*** Begin section ***

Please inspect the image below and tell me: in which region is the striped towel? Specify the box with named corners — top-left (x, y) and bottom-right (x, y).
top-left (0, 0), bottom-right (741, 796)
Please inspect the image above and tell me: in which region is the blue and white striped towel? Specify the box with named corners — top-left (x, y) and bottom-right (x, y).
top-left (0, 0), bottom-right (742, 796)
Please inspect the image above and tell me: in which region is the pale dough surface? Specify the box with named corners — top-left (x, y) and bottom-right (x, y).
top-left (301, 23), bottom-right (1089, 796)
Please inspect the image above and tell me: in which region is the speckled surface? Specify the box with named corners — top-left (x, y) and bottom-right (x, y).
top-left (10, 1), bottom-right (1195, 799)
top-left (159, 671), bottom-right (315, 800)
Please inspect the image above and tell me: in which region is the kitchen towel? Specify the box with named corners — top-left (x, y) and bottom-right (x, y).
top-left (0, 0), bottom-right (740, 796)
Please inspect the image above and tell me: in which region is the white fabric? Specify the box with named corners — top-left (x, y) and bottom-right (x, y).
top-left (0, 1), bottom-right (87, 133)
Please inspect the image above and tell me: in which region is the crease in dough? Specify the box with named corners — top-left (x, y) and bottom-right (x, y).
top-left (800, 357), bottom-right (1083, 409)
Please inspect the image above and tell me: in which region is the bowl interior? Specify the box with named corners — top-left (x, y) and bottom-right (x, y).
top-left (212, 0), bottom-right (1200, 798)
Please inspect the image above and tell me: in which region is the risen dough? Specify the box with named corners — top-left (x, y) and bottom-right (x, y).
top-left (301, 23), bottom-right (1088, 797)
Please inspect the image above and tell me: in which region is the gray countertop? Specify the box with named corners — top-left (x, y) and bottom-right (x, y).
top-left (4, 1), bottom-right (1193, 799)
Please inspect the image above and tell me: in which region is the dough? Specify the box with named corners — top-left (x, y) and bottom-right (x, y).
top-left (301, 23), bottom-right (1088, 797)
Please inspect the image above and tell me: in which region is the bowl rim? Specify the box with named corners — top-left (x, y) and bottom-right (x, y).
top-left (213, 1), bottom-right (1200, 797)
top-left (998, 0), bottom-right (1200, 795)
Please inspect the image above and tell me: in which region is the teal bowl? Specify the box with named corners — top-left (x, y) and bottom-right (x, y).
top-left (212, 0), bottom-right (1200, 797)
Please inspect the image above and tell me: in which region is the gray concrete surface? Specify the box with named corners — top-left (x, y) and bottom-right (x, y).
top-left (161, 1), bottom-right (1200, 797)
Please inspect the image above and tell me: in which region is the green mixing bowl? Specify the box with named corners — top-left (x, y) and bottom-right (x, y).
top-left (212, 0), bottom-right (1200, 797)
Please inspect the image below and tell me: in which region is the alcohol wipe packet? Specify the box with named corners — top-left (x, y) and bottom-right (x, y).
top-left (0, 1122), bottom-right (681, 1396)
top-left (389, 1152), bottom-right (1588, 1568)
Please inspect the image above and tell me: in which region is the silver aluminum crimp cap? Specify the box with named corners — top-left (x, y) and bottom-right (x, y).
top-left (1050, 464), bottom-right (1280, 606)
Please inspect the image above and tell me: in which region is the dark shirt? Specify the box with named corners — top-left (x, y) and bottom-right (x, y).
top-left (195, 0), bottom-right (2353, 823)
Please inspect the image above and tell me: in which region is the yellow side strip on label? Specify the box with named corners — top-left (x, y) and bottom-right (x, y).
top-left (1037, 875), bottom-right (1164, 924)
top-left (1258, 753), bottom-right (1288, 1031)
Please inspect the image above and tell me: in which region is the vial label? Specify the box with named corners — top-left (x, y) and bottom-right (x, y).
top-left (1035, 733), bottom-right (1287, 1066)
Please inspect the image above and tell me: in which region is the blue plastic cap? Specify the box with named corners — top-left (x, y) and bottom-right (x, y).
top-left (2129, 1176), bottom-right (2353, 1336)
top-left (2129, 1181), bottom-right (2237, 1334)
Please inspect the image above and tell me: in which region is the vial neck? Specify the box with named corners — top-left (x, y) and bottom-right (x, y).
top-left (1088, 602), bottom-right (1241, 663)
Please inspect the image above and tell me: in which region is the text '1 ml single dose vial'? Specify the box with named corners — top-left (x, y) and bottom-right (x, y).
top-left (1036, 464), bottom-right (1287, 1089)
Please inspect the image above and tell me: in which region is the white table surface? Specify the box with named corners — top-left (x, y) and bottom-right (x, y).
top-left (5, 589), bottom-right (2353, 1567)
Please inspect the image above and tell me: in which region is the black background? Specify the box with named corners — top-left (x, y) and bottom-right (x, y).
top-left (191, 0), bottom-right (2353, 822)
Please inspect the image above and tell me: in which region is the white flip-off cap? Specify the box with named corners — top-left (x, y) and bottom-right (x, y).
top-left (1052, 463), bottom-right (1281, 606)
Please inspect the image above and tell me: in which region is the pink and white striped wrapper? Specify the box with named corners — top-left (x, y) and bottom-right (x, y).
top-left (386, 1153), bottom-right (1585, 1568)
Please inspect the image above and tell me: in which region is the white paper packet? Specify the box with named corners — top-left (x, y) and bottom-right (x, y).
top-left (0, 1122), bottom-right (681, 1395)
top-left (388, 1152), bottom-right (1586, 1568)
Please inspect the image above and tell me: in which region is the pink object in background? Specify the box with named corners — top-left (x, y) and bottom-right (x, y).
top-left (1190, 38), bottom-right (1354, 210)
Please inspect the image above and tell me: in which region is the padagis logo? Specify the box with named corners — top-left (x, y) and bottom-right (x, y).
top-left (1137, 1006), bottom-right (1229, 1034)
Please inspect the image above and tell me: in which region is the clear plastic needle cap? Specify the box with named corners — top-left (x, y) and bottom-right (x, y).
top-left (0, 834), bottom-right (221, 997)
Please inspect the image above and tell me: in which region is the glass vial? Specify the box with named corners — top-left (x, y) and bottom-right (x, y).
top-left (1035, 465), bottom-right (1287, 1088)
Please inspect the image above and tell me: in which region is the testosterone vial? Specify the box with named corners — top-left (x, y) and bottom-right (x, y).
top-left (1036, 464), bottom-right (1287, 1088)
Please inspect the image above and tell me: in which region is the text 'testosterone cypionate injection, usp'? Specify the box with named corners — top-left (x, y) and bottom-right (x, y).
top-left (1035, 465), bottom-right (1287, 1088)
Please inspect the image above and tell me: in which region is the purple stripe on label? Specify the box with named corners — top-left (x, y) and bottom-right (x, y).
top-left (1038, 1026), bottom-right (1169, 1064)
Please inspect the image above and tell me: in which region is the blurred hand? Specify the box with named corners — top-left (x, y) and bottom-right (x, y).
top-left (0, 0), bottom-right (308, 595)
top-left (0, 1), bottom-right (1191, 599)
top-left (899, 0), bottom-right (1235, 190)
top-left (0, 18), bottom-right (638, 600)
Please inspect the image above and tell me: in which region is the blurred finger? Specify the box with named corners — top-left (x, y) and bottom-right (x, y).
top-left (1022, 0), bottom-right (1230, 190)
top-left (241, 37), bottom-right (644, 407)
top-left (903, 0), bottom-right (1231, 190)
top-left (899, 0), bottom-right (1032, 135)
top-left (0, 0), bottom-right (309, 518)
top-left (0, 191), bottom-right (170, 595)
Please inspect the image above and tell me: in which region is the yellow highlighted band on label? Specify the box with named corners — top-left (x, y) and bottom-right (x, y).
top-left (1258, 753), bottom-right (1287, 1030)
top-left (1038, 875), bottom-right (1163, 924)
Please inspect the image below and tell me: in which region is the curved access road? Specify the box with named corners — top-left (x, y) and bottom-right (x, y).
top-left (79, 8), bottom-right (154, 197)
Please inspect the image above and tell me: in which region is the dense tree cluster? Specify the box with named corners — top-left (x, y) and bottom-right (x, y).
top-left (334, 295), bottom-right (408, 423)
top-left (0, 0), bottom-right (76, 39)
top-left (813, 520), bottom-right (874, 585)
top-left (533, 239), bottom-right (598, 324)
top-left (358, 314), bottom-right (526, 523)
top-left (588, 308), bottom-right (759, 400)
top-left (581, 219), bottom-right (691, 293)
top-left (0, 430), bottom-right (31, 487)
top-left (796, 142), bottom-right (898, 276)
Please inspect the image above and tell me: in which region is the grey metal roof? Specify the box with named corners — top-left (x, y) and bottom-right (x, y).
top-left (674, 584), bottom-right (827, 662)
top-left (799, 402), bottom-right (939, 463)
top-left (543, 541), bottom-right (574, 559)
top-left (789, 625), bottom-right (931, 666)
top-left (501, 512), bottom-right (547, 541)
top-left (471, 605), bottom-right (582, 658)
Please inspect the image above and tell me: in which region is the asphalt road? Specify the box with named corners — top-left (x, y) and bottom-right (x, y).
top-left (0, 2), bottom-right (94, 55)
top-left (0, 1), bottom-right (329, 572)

*** End section ***

→ **Your instructions**: Would you copy exactly the lines from the one that contains "is the grey" through the final line of the records above, including both?

→ **Answer section**:
Please inspect the image above and tell me: in which region is the grey metal roof? Specify the box with named corners — top-left (x, y) and bottom-right (x, y).
top-left (674, 584), bottom-right (827, 662)
top-left (799, 402), bottom-right (939, 463)
top-left (543, 541), bottom-right (574, 559)
top-left (789, 625), bottom-right (931, 666)
top-left (501, 512), bottom-right (547, 541)
top-left (471, 605), bottom-right (582, 658)
Please inspect the image above and tell me: in which region is the asphalt road? Specify the box with named corners — top-left (x, y) and bottom-right (x, y).
top-left (0, 2), bottom-right (94, 55)
top-left (0, 1), bottom-right (329, 572)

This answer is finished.